> [Excerpt]:

Timers

Introduction

WIP. The Timer API is functional today; field names may shift before 1.0.

A Timer is a function that runs on the main UI thread on its own schedule, independently of input events. You install it from inside an event callback and tear it down the same way. The framework wakes the event loop to fire it; the callback receives a normal CallbackInfo plus a TimerCallbackInfo wrapper.

use azul::prelude::*;

extern "C" 
fn tick(_: RefAny, _: TimerCallbackInfo) -> TimerCallbackReturn {
    TimerCallbackReturn::continue_and_refresh_dom()
}

extern "C" 
fn on_click(mut data: RefAny, mut info: CallbackInfo) -> Update {

    let timer = Timer::create(
        data.clone(), tick, info.get_system_time_fn()
    ).with_interval(Duration::System(
        SystemTimeDiff::from_millis(16)
    ));
    
    info.add_timer(TimerId::unique(), timer);

    Update::DoNothing
}

When to reach for a timer

Use a timer when something must happen on a clock, not in response to input:

  • React to a click, hover, or key. Not a timer. Use an event filter (see events).
  • Re-paint every frame. Yes. Interval = 16 ms; return TimerCallbackReturn::continue_and_refresh_dom().
  • Run something once after a delay. Yes. with_delay(d); terminate from the callback.
  • Poll a long-running operation. Not a timer. Use a background thread (covered in background-tasks).
  • Animate a CSS property. Not yet. The animation runtime is a stub; see animations.

Timers run on the UI thread. Heavy work blocks input. For anything I/O-bound or CPU-heavy, spawn a thread.

The signature

A timer callback has the same C-ABI shape as an event callback, but the second argument and return type differ.

> [Instructions]:
a: On the timers page, which thread does a timer run on?
b: Tally the lines in the listing that contain the word "single", treating uppercase and lowercase as different, and give only the number.

Excerpts from a location annotation dataset
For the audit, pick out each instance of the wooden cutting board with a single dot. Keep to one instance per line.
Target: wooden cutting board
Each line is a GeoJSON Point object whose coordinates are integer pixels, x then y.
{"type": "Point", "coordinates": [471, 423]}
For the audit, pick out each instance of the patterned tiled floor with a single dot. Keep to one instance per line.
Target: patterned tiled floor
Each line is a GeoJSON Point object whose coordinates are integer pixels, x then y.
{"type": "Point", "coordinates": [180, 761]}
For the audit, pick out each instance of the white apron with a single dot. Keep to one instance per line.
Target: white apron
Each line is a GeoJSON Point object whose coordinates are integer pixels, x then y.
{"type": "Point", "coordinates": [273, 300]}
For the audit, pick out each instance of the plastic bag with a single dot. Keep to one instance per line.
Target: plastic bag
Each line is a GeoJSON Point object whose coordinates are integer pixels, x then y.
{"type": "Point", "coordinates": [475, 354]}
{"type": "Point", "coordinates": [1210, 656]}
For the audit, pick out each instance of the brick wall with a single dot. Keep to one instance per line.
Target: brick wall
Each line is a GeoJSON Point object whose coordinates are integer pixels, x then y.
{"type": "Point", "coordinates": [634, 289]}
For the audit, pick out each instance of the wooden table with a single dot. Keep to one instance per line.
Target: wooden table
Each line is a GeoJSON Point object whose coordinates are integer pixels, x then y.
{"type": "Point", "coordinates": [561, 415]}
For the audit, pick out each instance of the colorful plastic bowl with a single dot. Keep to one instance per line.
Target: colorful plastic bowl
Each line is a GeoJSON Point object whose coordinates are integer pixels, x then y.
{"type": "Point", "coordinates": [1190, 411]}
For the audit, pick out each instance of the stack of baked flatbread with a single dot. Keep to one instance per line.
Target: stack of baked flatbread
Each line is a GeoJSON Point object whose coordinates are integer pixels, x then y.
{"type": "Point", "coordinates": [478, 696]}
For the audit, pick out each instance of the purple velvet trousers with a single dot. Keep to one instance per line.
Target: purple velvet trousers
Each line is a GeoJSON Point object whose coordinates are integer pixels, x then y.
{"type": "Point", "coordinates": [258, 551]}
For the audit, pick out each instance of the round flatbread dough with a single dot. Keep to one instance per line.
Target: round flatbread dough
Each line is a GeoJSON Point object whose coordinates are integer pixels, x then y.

> [Answers to the problems]:
a: The main UI thread.

b: 10